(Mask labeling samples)
* Start *

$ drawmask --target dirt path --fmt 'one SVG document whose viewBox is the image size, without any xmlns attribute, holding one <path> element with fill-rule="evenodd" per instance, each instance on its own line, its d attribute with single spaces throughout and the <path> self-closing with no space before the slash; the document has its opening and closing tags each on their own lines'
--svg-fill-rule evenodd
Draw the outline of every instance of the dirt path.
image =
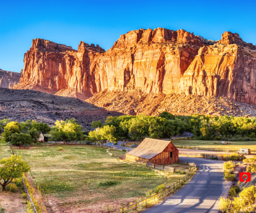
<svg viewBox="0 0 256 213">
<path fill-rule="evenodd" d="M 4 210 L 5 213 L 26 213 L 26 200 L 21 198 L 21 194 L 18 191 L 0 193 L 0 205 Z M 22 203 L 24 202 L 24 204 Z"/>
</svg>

* End *
* Start *

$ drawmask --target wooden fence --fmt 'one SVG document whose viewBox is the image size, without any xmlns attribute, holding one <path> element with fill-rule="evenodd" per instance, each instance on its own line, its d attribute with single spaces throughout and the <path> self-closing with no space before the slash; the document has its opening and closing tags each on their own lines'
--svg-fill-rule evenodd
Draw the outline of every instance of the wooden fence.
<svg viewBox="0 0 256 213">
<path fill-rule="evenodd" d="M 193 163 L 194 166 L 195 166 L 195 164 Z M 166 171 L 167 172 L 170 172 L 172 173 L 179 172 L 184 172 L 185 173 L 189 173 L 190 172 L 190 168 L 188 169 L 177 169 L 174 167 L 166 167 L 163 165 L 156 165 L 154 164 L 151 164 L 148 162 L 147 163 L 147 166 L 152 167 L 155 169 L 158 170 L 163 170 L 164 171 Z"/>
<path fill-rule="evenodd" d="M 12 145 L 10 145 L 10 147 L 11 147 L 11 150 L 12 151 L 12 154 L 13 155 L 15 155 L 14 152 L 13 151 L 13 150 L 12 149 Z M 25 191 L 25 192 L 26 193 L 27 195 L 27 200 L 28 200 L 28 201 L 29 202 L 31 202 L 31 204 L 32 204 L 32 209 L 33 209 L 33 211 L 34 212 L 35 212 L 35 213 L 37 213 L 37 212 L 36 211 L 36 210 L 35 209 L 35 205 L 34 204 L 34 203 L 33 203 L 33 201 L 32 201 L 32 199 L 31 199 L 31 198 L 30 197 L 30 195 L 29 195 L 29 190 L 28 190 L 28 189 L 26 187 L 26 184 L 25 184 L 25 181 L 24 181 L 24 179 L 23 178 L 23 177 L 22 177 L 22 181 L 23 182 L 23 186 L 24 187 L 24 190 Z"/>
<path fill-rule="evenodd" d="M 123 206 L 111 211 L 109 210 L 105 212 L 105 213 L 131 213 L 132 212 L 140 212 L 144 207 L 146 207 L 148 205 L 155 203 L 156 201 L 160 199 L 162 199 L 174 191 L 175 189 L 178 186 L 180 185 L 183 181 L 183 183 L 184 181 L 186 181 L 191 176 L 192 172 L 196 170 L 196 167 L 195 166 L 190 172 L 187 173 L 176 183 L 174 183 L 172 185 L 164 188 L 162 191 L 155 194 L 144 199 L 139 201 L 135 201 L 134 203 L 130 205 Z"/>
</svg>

* End *

_Exercise instructions:_ Turn the rows from the line containing "drawmask --target wooden" to the line containing "193 163 L 194" into a CSV with the columns request and answer. Give one line per request, put each value in a single quoted field, and replace any line breaks with spaces.

_Result of this exercise:_
request,answer
"$ drawmask --target wooden fence --fmt 'one SVG document whose viewBox is the image size, without any xmlns attribute, holding one <path> element with fill-rule=""evenodd"" per instance, each instance on its own line, its d attribute with single spaces throughout and the <path> self-closing with no space before the slash; the document has its opening and closing tags each on their own lines' --svg-fill-rule evenodd Draw the outline of every instance of the wooden fence.","<svg viewBox=""0 0 256 213""> <path fill-rule=""evenodd"" d=""M 193 163 L 194 166 L 195 166 L 195 164 Z M 166 171 L 167 172 L 170 172 L 172 173 L 179 172 L 184 172 L 185 173 L 189 173 L 190 172 L 190 168 L 188 169 L 177 169 L 174 167 L 166 167 L 163 165 L 156 165 L 154 164 L 151 164 L 148 162 L 147 163 L 147 166 L 152 167 L 155 169 L 158 170 L 163 170 L 164 171 Z""/>"